--- start ---

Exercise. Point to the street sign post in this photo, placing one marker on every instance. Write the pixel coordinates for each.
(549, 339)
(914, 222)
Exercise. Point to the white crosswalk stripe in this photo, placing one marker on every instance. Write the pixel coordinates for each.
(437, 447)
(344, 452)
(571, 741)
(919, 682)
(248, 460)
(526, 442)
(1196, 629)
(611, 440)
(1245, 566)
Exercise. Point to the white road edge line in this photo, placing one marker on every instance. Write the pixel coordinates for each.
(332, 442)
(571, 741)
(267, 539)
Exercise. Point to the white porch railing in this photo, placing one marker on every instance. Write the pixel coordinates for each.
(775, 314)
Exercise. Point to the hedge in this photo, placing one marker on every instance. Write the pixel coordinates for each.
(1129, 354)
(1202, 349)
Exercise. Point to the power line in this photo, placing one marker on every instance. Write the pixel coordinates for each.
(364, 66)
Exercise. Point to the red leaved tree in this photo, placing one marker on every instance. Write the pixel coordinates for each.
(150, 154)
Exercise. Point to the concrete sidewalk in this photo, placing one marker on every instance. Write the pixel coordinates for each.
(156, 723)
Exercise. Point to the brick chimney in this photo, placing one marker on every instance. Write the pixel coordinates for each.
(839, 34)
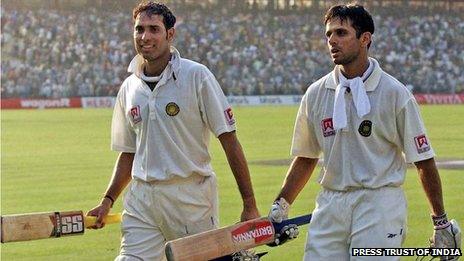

--- end ---

▸ **YOUR TASK**
Copy the rows again, starting at the line with "Exercise. Point to the concrete" and going through the last row, and swap "brick chimney" for "stone chimney" while leaving everything else as it is. Don't include the pictures.

▸ **TASK RESULT**
Exercise. Point to the concrete sidewalk in this photo, placing one marker on every instance. Write the pixel coordinates for each.
(156, 723)
Exercise. Point to the stone chimney in this photo, placing one marker on every instance. Write the pixel coordinates for each.
(839, 34)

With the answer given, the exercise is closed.